Task >>
For each statement, say yes or no on whether it agrees with the chemistry syllabus below, and quote the syllabus words that decide it: (a) the general list of topics includes electrochemistry; (b) Inorganic Chemistry (I) covers molecular orbital theory of homonuclear and heteronuclear diatomic molecules; (c) the descriptive chemistry in Inorganic Chemistry (I) is limited to non-metals.
-- Source extract follows --
Scientific Measurements, Stoichiometry, Chemical reactions, Atomic Structure, Molecular Structure, Periodic Table, Chemical Bonding, Gases and their Laws, States of Matter and Forces among Molecules, Chemical Kinetics, Thermo chemistry and thermodynamics, Electrochemistry, Acids and bases, Chemical equilibria, Precipitation reactions, Introduction to organic chemistry.
|Inorganic Chemistry (I)|
Atomic structure : The hydrogen atom and polyelectronic atoms, Basic concepts of molecular structure : Lewis structure, electron pair repulsion model, hybridization concept and its use in explaining molecular properties, molecular geometry and point groups, molecular orbital theory of homonuclear and heteronuclear diatomic molecules and some triatomic molecules, Descriptive non-metal chemistry : the donor-acceptor concept and non-metal functional groups, Descriptive chemistry of Alkali and Alkaline earth metals. Transition Metal Chemistry Course): Electronic structure and general properties of transition elements.
-- Source extract concluded --
-- Data supplied follows --
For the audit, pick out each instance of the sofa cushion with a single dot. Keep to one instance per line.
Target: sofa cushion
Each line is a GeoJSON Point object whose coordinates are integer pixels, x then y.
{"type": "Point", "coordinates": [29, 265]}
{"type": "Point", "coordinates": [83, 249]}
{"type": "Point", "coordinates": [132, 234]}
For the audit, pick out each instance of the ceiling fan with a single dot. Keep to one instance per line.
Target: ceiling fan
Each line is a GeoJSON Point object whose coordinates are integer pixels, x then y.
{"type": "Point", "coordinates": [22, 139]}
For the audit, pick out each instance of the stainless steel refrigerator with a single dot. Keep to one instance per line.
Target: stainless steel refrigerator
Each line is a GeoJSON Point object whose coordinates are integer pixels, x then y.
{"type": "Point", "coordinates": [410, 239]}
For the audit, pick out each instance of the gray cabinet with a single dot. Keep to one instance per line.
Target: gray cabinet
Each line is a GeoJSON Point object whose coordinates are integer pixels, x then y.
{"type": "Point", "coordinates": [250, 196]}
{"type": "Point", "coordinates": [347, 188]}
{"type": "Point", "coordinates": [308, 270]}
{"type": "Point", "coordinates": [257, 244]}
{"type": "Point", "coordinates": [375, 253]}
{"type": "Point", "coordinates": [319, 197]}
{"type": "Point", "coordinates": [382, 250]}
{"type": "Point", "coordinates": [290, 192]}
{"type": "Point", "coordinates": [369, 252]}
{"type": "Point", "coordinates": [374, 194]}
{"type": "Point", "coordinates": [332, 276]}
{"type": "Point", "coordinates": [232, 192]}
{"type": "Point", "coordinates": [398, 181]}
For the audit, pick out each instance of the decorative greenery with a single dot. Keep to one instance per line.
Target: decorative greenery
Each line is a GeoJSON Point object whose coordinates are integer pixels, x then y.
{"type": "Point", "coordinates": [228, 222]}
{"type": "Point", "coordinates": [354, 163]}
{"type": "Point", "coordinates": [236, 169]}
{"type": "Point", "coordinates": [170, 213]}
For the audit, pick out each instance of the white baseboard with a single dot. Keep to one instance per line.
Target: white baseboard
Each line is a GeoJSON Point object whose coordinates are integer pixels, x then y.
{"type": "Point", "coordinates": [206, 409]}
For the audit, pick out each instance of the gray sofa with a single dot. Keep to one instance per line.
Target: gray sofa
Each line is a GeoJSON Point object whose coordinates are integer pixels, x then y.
-- Data supplied concluded --
Response >>
(a) Yes: "Electrochemistry"
(b) Yes: "molecular orbital theory of homonuclear and heteronuclear diatomic molecules and some triatomic molecules"
(c) No: "Descriptive chemistry of Alkali and Alkaline earth metals."